╭─ Extracted entries

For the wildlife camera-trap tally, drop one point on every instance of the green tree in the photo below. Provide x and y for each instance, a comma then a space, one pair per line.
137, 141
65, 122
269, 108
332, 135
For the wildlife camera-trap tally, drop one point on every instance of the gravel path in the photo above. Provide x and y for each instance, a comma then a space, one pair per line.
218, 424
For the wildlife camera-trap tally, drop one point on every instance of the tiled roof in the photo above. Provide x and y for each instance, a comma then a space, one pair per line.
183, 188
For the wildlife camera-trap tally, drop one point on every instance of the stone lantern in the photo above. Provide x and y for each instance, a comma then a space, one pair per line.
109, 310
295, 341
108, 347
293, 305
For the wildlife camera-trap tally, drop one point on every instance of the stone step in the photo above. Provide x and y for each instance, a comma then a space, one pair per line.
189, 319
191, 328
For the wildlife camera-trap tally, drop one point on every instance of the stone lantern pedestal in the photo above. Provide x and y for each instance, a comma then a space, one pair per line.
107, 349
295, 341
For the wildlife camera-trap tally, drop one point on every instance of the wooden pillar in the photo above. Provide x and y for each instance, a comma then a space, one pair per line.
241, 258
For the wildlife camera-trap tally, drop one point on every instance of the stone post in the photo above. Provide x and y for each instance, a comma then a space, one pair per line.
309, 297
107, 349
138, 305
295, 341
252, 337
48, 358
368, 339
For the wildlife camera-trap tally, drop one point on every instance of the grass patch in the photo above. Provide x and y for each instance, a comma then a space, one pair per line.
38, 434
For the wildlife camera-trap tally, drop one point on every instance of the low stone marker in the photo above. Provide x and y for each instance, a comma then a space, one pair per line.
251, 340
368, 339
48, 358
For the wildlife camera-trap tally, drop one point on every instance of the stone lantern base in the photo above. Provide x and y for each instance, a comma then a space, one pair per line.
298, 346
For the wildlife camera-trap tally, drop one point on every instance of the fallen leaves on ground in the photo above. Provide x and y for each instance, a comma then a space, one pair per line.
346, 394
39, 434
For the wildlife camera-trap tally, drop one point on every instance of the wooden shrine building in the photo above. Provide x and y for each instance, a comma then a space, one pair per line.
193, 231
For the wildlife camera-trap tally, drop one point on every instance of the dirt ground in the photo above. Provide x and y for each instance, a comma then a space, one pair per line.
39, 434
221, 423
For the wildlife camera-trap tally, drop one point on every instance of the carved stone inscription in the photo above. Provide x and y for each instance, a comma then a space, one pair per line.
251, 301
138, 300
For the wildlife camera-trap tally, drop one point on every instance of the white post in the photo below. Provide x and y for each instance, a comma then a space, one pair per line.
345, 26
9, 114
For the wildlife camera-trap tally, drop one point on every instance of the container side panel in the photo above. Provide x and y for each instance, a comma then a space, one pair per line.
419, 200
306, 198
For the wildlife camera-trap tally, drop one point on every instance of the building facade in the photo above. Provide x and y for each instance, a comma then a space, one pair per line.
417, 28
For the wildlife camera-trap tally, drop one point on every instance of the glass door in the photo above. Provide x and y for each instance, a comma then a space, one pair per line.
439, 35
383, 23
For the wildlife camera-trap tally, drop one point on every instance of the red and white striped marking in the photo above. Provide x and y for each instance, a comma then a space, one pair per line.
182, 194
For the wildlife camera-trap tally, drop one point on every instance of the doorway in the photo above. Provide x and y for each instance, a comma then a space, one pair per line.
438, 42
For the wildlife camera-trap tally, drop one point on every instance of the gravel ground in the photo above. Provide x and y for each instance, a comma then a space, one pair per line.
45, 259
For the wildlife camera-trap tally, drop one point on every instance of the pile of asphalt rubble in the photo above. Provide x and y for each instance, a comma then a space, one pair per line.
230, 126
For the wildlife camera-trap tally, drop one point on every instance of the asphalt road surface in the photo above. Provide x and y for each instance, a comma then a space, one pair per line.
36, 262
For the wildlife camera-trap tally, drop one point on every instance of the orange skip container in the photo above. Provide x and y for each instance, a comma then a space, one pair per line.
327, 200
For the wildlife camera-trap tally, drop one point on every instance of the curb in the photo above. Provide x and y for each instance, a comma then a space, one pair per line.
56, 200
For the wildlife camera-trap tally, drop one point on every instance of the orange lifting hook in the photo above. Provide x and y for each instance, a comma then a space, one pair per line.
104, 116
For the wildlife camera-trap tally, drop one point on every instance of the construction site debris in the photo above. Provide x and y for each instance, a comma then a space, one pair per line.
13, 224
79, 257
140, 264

╰─

▶ [Exercise directions]:
Transcribe the whole listing word for word.

▶ [Exercise solution]:
For the wildlife camera-trap tally, drop one point on every instance of the green tree in the photo below. Provide x and y for each instance, a comma then a space, one pair per line.
137, 141
65, 122
269, 108
332, 135
For the wildlife camera-trap tally, drop one point on every instance of the gravel path in the photo above. Provide x and y for each instance, a comma then a space, one pair per line.
218, 424
For the wildlife camera-trap tally, drop one point on every instance of the tiled roof in the photo above. Provide x and y for each instance, a comma then a space, one pair per line.
183, 188
For the wildlife camera-trap tally, drop one point on every instance of the stone lantern in the photo above. Provide x and y for each instance, a comma then a space, one pair per line.
109, 310
295, 341
108, 347
293, 305
For the wildlife camera-trap tally, drop one point on every instance of the stone step in the photo above. Provide x and y for each instance, a comma then a space, one pair per line.
189, 319
191, 328
For the wildlife camera-trap tally, drop one point on every instance of the stone lantern pedestal in the photo above. Provide x and y for each instance, a comma then a space, one pair per line.
107, 349
295, 341
For the wildlife camera-trap tally, drop one point on every instance of the wooden pillar in the photo above. Provide x and y for each instance, a comma then a space, one pair per line.
241, 258
For the wildlife camera-trap tally, drop one point on every instance of the stone post in the photo above. Provide x and y for each instance, a comma then a space, one pair per line.
309, 297
107, 349
138, 305
295, 341
252, 337
48, 358
368, 339
For the wildlife camera-trap tally, drop one point on every instance of the grass patch in the photo above. Provide x and y for each instance, a comma then a space, one pair per line.
38, 434
For the wildlife camera-trap tally, drop one point on every instance of the low stone marker in the photo above. Provide x and y for each instance, a comma then a space, one pair per line.
251, 340
368, 339
48, 358
For the wildlife camera-trap tally, drop one point on every instance of the stone lantern base in the photo above. Provide x and y for each instance, a comma then a space, one pair per line.
298, 346
For the wildlife camera-trap tally, drop one point on every instance of the fallen leaves on ground in the photo above. Provide x and y for each instance, a comma then a space, one pair per line.
346, 394
39, 434
For the wildlife camera-trap tally, drop one point on every instance of the wooden shrine building in the photo above. Provide x and y for each instance, a comma then a space, one pair per line.
193, 231
For the wildlife camera-trap tally, drop one point on every instance of the dirt ground in the photo above. Provide x and y for each instance, a comma then a space, one pair per line.
39, 434
221, 423
For the wildlife camera-trap tally, drop one point on every instance of the carved stone inscription in the photo above. Provide x and y for each instance, a comma then a space, one pair per line.
251, 301
138, 300
For the wildlife camera-trap tally, drop one point on every instance of the white post in the photo below. Provide x and y for each instance, a comma then a space, one pair per line.
345, 26
9, 114
For the wildlife camera-trap tally, drop one point on every instance of the container side panel in the photo above. Provide x and y for each instance, a comma then a space, one pair per line.
419, 200
306, 198
For the wildlife camera-trap tally, drop one point on every instance of the building facade in the photo above. Provide x and y for each instance, a comma then a space, one pair per line.
417, 28
For the wildlife camera-trap tally, drop one point on every instance of the glass door in the photo above. Provide x and y for each instance, a comma then a space, one pair per line.
439, 35
383, 23
For the wildlife camera-trap tally, drop one point on every instance of the red and white striped marking in the photo above. Provide x and y for each instance, a comma then a space, one pair per line.
182, 194
For the wildlife camera-trap tally, drop one point on every instance of the doorway in the photo above. Provide x and y for each instance, a comma then a space, one pair per line.
438, 42
For the wildlife camera-trap tally, drop one point on every instance of the gravel ground in the photo above. Provide x and y for each instance, a comma then a space, one pair per line.
45, 259
For the wildlife camera-trap tally, drop one point on every instance of the pile of asphalt rubble in the photo above. Provide x and y for each instance, a comma then a space, one pair per line.
230, 126
For the wildlife camera-trap tally, drop one point on every instance of the asphalt road surface in the photo above. Provide x and y for each instance, a comma then a space, one pair per line.
36, 262
For the wildlife camera-trap tally, drop one point on every instance of the orange skip container in the photo above. Provide x and y for each instance, a comma then a space, one pair per line.
327, 200
For the wildlife camera-trap tally, drop one point on every instance of the curb in the photo above. Provide x and y for each instance, a comma then a space, one pair per line.
56, 200
For the wildlife camera-trap tally, drop one point on every instance of the orange lifting hook in the photo above. Provide x and y for each instance, a comma then a space, one pair per line.
104, 116
For the wildlife camera-trap tally, drop one point on every instance of the construction site debris in the photo above. Provide x and y for each instance, a comma then a space, one pair per line.
13, 224
79, 257
140, 264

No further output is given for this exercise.